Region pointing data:
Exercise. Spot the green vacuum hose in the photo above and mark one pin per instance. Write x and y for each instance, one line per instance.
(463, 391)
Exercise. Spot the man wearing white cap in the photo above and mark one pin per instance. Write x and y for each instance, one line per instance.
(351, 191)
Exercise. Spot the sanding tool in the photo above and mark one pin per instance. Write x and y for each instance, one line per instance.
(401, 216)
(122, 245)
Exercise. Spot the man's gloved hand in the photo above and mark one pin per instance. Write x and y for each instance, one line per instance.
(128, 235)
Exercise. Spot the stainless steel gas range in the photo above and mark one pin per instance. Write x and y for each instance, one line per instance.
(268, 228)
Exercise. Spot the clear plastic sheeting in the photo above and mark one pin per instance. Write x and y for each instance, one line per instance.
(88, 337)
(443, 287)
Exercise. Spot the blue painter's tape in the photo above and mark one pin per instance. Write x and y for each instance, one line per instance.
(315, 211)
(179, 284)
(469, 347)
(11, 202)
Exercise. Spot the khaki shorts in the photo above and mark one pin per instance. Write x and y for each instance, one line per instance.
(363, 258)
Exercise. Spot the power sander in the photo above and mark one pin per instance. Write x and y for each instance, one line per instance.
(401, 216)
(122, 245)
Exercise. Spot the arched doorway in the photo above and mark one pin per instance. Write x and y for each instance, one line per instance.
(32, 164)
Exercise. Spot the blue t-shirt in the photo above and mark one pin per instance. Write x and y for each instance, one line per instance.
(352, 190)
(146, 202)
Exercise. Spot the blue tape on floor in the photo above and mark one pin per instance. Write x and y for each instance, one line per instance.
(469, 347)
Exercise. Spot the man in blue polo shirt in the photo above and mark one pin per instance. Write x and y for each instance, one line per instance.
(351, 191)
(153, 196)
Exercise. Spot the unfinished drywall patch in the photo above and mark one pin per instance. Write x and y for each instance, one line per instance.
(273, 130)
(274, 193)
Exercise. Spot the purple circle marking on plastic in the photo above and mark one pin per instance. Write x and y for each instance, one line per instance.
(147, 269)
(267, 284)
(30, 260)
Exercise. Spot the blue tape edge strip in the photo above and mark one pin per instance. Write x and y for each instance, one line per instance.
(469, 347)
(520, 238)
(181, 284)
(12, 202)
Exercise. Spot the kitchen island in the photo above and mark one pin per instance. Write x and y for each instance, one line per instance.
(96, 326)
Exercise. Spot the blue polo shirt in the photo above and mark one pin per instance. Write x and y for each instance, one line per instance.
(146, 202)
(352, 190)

Task brief:
Repeat, exactly as they stand, the line that contains "Exercise. Spot the blue polo" and all the lines after it in the data above.

Answer to the problem:
Exercise. Spot the blue polo shirt in the photo above and mark one pin per instance. Write x and y for each instance, one line per instance.
(146, 202)
(352, 190)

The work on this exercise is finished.